# [Directions]
1. According to the Talisman Centre page, by what percentage are the facilities reduced when the tented portion is closed?
2. Repeat the passage of the Talisman Centre page that begins at the words "Frequently Asked Questions: April" and stops after the words "quality customer experience.".

# [Page excerpt]
※

Did you know?
  • Our roof is ten storeys high. You would have to stack five Tyrannosaurus Rex one on top of the other in order to reach the top!
  • Talisman Centre’s area is 30,902 square metres, which would take a little over 85 million pennies (laid flat) to completely cover.
  • We have 735 lockers!
  • We have over 700 pieces of equipment!
  • Combined, our sport partners boast 3,840 athletes!
  • Talisman Centre is the most visited sport and wellness facility in Canada, and second-most visited in all of North America!
  • We've helped train 27 Olympic, Paralympic and World medalists!
  • Our famous track has been completed over two million times!

Click here to download our "Frequently Asked Questions" PDF (April 2009)

Click here to download our updated Facility Enhancement Project Timeline (Feb. 2009)


Frequently Asked Questions: April 2009

Please note that information in this document was accurate at the time it was written, but is provisional and subject to change.

What is happening to Talisman Centre in 2010? Talisman Centre’s Board of Directors (The Lindsay Park Sports Society), has approved the operation of the two annexes, (the buildings on either side of the tented portion of Talisman Centre), in 2010. The business model upholds Talisman Centre’s dual mandate of being a training centre for our sport partners and a public facility for the citizens of Calgary. By closing the tented portion of the facility, the facilities are reduced by 60%. The expectation is that Talisman Centre will continue to offer a quality customer experience.

How long will the roof enhancement project take? We are anticipating that it will take from January 1st, 2010 until December 31, 2010. As of December 31st, 2009, the aquatic portion of Talisman Centre’s main building will be closed in preparation for the construction phase of the Facility Enhancement project. The dryland portion of the main structure will remain open until February 28th, 2010, including gyms 1, 2 and 3, childcare, the main track and our locker rooms. After February 28th, the dryland portion will close, and the annexes alone will remain open. There will be no Executive Locker Service available after February 28, 2010, though Management is looking into working with other facilities for this period. The Café Santé operations will be suspended for 2010.

※

# [Data shown]

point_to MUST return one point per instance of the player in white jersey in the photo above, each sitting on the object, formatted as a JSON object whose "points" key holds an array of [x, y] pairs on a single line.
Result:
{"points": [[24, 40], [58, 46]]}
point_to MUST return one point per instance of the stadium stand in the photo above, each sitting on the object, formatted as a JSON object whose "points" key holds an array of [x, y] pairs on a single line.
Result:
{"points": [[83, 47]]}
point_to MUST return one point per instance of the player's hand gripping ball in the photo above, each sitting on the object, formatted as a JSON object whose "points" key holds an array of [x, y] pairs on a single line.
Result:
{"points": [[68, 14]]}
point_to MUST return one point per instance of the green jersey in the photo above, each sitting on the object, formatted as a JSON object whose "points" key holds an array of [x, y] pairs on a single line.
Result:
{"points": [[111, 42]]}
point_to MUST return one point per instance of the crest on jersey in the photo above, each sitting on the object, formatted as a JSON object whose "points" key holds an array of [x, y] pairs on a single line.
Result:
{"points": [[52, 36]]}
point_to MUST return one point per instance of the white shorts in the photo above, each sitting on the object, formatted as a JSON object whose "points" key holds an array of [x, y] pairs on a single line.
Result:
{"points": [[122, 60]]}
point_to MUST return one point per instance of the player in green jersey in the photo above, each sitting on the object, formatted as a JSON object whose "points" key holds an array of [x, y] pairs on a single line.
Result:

※

# [Solutions for each task]
1. By 60%.

2.
Frequently Asked Questions: April 2009

Please note that information in this document was accurate at the time it was written, but is provisional and subject to change.

What is happening to Talisman Centre in 2010? Talisman Centre’s Board of Directors (The Lindsay Park Sports Society), has approved the operation of the two annexes, (the buildings on either side of the tented portion of Talisman Centre), in 2010. The business model upholds Talisman Centre’s dual mandate of being a training centre for our sport partners and a public facility for the citizens of Calgary. By closing the tented portion of the facility, the facilities are reduced by 60%. The expectation is that Talisman Centre will continue to offer a quality customer experience.